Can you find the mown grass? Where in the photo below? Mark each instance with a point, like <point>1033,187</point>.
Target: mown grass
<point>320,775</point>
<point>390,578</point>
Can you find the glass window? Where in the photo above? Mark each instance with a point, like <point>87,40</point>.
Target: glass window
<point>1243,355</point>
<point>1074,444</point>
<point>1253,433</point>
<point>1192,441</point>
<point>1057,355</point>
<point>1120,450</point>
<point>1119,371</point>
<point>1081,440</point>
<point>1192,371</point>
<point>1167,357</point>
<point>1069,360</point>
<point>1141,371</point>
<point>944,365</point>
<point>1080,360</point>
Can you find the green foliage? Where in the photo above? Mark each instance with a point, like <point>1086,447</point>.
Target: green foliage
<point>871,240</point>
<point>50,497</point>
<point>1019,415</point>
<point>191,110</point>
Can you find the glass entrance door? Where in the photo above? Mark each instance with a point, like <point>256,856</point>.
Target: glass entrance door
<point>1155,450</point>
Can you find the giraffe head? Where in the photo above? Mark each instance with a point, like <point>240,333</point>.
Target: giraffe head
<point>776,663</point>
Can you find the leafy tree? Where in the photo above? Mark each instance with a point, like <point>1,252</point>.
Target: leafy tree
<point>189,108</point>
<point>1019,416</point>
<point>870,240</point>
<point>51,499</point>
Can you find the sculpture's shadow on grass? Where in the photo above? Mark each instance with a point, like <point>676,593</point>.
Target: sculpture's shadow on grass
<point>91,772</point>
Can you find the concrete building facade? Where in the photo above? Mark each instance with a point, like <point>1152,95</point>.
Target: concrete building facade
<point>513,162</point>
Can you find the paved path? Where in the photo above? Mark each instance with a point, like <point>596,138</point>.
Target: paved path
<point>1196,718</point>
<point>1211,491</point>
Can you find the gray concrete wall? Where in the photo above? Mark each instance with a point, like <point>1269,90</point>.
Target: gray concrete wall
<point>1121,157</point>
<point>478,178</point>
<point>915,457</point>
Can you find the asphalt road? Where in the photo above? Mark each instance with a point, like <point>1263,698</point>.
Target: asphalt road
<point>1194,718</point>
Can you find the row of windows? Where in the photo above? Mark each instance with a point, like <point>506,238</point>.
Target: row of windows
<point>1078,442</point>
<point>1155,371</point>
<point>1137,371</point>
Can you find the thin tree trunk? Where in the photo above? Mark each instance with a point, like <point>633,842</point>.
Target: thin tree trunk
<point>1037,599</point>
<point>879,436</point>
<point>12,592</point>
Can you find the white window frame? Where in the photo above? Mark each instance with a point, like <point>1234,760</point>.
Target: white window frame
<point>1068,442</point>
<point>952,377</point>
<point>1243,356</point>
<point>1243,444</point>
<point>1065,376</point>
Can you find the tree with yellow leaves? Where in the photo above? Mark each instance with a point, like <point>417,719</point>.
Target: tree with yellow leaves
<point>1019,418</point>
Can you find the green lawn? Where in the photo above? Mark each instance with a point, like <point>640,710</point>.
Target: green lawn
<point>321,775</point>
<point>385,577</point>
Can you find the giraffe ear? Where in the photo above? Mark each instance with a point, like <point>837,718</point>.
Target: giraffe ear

★ ★ ★ ★

Written task.
Reproduce the entire listing above word for word, from its first line through its last.

Solution to this problem.
Can you find the mown grass? Where in the photo below? Mark each instance with a point, like <point>1033,187</point>.
Target: mown grass
<point>320,775</point>
<point>390,578</point>
Can you find the glass window? Where in the photo above? Mark each instance with a point, like <point>87,40</point>.
Target: glass window
<point>1243,355</point>
<point>1074,444</point>
<point>1253,433</point>
<point>1192,441</point>
<point>1057,355</point>
<point>1120,450</point>
<point>1119,371</point>
<point>1081,440</point>
<point>1192,371</point>
<point>1167,357</point>
<point>1069,360</point>
<point>1141,371</point>
<point>944,365</point>
<point>1080,360</point>
Can you find the green foliage? Where in the photo above? Mark each instance with a point, like <point>1086,447</point>.
Target: green foliage
<point>871,240</point>
<point>50,497</point>
<point>1019,415</point>
<point>191,110</point>
Can you find the glass entrance door? Where in the photo above? Mark each instance with a point, like <point>256,856</point>.
Target: glass entrance door
<point>1155,450</point>
Can you find the giraffe head? Where in the photo above? Mark each instance with a point, like <point>240,333</point>.
Target: giraffe head
<point>776,663</point>
Can you find the leafy tree? Where in the photo above? Mark each instance with a point, like <point>1,252</point>.
Target: leafy tree
<point>189,108</point>
<point>1019,416</point>
<point>870,240</point>
<point>51,499</point>
Can you find the sculpture's shadow on grass? Where in the photo above? Mark each instance with a point, like <point>676,593</point>.
Target: sculpture's shadow on grass
<point>91,772</point>
Can you find the concrete building facade? Where in the photo above? Mark each instance with a point, like <point>1152,95</point>.
Target: concrete building facade
<point>513,162</point>
Can you find the paved path? Where in the photo above? Mark each instance with a point, like <point>596,138</point>.
Target: paved path
<point>1196,718</point>
<point>1211,491</point>
Can you find the gray concrete wall? Where in the photo above? Mark each instance with a point, like <point>1269,90</point>.
Target: gray concrete wall
<point>1121,157</point>
<point>478,178</point>
<point>915,457</point>
Can you find the asphalt road? Where in the photo above? Mark each instance with a point, like <point>1263,698</point>.
Target: asphalt road
<point>1194,718</point>
Can you find the row of windows? Where in the photo above? Mark each instance with a point, like <point>506,238</point>.
Target: row of windows
<point>1078,442</point>
<point>1155,371</point>
<point>1137,371</point>
Can you find the thin tree trunk? Where in the photo above? Mark each instance with a point, like <point>633,842</point>.
Target: thin tree trunk
<point>1037,599</point>
<point>879,436</point>
<point>12,592</point>
Can you find the white window frame? Where in the photo above? Mark each instance with a point, like <point>1234,760</point>.
Target: white window frame
<point>1068,442</point>
<point>952,377</point>
<point>1243,356</point>
<point>1243,444</point>
<point>1065,376</point>
Can you find the tree with yellow leaves? Where in the photo above? Mark each instance with a point, like <point>417,719</point>.
Target: tree with yellow leaves
<point>1019,418</point>
Can you find the green lawn? Where in the photo above? Mark each instance with a point, like <point>640,710</point>.
Target: green lawn
<point>321,775</point>
<point>385,577</point>
Can you find the giraffe ear? Where in the photo above? Mark each instance with a point, like <point>837,718</point>.
Target: giraffe ear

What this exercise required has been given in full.